## Task details:
Retype the stretch from the line that contains "Inside each <instance>" through the line that contains "positive clicks: (338, 104)", both included, with no changes.

-- Extracted data follows --

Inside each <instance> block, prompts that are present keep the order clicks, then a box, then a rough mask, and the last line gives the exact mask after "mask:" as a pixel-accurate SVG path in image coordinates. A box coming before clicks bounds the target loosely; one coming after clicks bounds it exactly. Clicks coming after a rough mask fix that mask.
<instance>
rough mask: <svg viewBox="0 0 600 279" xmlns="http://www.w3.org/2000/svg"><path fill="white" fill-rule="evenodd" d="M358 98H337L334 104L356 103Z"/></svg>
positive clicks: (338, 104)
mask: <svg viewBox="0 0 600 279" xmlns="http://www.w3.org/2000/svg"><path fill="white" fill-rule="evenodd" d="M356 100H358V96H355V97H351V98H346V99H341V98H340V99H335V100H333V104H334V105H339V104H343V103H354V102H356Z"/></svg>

-- Extracted data concluded --
-- Extracted data follows --

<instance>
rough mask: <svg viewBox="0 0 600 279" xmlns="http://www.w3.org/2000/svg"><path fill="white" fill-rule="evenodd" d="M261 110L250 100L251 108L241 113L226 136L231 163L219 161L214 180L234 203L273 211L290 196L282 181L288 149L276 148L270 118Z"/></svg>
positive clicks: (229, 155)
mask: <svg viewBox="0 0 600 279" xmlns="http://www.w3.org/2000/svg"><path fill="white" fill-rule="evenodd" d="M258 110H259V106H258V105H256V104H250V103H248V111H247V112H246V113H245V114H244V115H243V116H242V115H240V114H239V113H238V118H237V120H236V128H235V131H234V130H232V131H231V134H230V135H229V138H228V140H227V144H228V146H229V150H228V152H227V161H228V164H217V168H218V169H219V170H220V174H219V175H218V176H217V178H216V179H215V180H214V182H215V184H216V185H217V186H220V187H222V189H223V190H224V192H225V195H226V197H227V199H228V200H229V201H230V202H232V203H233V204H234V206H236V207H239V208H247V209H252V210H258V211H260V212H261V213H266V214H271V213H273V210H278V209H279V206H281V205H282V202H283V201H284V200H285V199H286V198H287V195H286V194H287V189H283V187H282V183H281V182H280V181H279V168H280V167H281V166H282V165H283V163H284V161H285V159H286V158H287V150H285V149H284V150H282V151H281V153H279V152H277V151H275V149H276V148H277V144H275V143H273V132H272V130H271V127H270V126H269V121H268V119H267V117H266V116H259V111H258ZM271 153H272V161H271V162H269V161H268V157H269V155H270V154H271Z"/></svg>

-- Extracted data concluded --

## Written solution:
Inside each <instance> block, prompts that are present keep the order clicks, then a box, then a rough mask, and the last line gives the exact mask after "mask:" as a pixel-accurate SVG path in image coordinates. A box coming before clicks bounds the target loosely; one coming after clicks bounds it exactly. Clicks coming after a rough mask fix that mask.
<instance>
rough mask: <svg viewBox="0 0 600 279" xmlns="http://www.w3.org/2000/svg"><path fill="white" fill-rule="evenodd" d="M358 98H337L334 104L356 103Z"/></svg>
positive clicks: (338, 104)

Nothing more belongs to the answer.